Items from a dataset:
# # # #

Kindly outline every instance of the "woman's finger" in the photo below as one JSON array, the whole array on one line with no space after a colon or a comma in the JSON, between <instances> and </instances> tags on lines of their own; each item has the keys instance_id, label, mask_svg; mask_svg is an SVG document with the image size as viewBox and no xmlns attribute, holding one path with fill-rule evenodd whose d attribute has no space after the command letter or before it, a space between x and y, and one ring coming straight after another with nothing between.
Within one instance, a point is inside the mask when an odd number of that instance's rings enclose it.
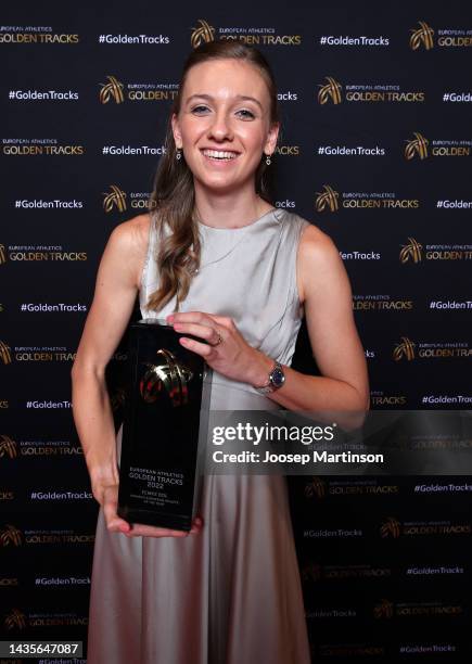
<instances>
[{"instance_id":1,"label":"woman's finger","mask_svg":"<svg viewBox=\"0 0 472 664\"><path fill-rule=\"evenodd\" d=\"M190 532L187 531L175 531L173 528L160 528L156 526L150 526L142 523L133 523L131 529L125 533L127 537L188 537L190 534L194 535L202 528L202 520L196 518L193 521Z\"/></svg>"},{"instance_id":2,"label":"woman's finger","mask_svg":"<svg viewBox=\"0 0 472 664\"><path fill-rule=\"evenodd\" d=\"M116 513L118 507L118 485L107 486L103 490L103 514L105 516L106 527L109 531L116 533L128 533L131 528L130 524L118 516Z\"/></svg>"},{"instance_id":3,"label":"woman's finger","mask_svg":"<svg viewBox=\"0 0 472 664\"><path fill-rule=\"evenodd\" d=\"M218 332L215 325L202 325L200 323L174 323L174 330L183 334L193 334L206 340L209 344L215 344L218 341Z\"/></svg>"}]
</instances>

# # # #

▶ _THE PROBLEM_
Give every line of the material above as a JSON list of strings, one string per line and no blank lines. Leave out the pictures.

▶ _FULL RESPONSE_
[
  "Kindly outline every instance of the \"woman's finger\" in the photo below as one JSON array, the whole array on one line with no space after a colon or a comma in the JSON, between <instances> and </instances> tags on lines of their own; each item has the keys instance_id, label, mask_svg; mask_svg is an SVG document with the image size as viewBox and no xmlns attribute, holding one path with fill-rule evenodd whose d attribute has no space after the command letter or before it, a space between x and y, and one ring coming straight after another with nothing between.",
  "Within one instance, a point is inside the mask when an odd number of that instance's rings enclose it.",
  "<instances>",
  "[{\"instance_id\":1,\"label\":\"woman's finger\",\"mask_svg\":\"<svg viewBox=\\\"0 0 472 664\\\"><path fill-rule=\\\"evenodd\\\" d=\\\"M190 532L187 531L175 531L173 528L160 528L156 526L150 526L142 523L133 523L131 529L125 533L127 537L188 537L190 534L194 535L202 528L202 520L196 518L193 521Z\\\"/></svg>\"},{\"instance_id\":2,\"label\":\"woman's finger\",\"mask_svg\":\"<svg viewBox=\\\"0 0 472 664\\\"><path fill-rule=\\\"evenodd\\\" d=\\\"M116 513L118 507L118 485L107 486L103 490L103 514L105 516L106 527L109 531L116 533L128 533L131 528L130 524L118 516Z\\\"/></svg>\"},{\"instance_id\":3,\"label\":\"woman's finger\",\"mask_svg\":\"<svg viewBox=\\\"0 0 472 664\\\"><path fill-rule=\\\"evenodd\\\" d=\\\"M218 332L215 325L202 325L200 323L174 323L174 330L183 334L193 334L206 340L209 344L215 344L218 341Z\\\"/></svg>\"}]",
  "</instances>"
]